*** PROVIDED DATA ***

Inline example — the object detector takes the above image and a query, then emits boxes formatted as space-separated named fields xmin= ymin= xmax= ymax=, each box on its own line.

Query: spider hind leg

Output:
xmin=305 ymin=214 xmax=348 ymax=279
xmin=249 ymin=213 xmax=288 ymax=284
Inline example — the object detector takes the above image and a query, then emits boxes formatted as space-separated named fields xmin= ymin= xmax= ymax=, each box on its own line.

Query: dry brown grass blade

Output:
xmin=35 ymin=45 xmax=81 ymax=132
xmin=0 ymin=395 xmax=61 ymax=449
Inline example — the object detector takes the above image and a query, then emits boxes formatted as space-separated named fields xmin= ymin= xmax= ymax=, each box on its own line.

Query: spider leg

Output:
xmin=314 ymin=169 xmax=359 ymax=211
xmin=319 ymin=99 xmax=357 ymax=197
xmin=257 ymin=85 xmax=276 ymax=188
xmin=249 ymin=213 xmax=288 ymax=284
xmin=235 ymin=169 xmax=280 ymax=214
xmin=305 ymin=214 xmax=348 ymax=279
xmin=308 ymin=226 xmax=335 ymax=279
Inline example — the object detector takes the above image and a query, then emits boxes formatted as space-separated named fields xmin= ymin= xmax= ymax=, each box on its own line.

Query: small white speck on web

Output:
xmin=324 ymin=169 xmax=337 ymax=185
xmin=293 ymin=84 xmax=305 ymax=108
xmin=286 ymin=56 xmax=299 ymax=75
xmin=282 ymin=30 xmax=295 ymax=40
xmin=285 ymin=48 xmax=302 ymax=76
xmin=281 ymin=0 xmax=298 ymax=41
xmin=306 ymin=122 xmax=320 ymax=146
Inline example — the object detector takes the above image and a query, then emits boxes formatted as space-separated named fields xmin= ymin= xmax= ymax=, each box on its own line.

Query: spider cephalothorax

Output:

*** End of PROVIDED DATA ***

== YOUR ASSIGNMENT ==
The records above must be retyped in full, exactly as written.

== EXPECTED OUTPUT ==
Inline example — the object detector takes the above image and a query, then emits boxes formatted as space-separated named fields xmin= ymin= xmax= ymax=, each box on its own line.

Query: spider hind leg

Output:
xmin=305 ymin=214 xmax=348 ymax=279
xmin=249 ymin=213 xmax=288 ymax=284
Inline example — the object detector takes the above image and a query, then emits boxes formatted as space-separated named fields xmin= ymin= xmax= ymax=, each box on its own line.

Query: dry brown grass blade

Output:
xmin=35 ymin=45 xmax=81 ymax=132
xmin=0 ymin=395 xmax=61 ymax=449
Inline example — the object detector takes the above image and a query, then emits boxes formatted as space-separated named fields xmin= ymin= xmax= ymax=, each box on its own line.

Query: spider leg

Output:
xmin=314 ymin=169 xmax=359 ymax=211
xmin=319 ymin=99 xmax=357 ymax=197
xmin=257 ymin=85 xmax=276 ymax=188
xmin=249 ymin=213 xmax=288 ymax=284
xmin=235 ymin=169 xmax=280 ymax=214
xmin=305 ymin=214 xmax=348 ymax=279
xmin=308 ymin=226 xmax=335 ymax=279
Inline example — the object detector takes the above image and a query, then emits boxes formatted as space-separated named fields xmin= ymin= xmax= ymax=, each box on its own line.

Query: small white speck on web

Output:
xmin=324 ymin=169 xmax=337 ymax=185
xmin=293 ymin=84 xmax=305 ymax=108
xmin=286 ymin=56 xmax=299 ymax=75
xmin=282 ymin=30 xmax=295 ymax=40
xmin=285 ymin=48 xmax=302 ymax=76
xmin=281 ymin=0 xmax=298 ymax=41
xmin=306 ymin=122 xmax=320 ymax=146
Inline example — the object detector takes the above image and a query, then emits boxes formatted as space-separated named fields xmin= ymin= xmax= ymax=, each box on its own line.

Query: spider cephalothorax

Output:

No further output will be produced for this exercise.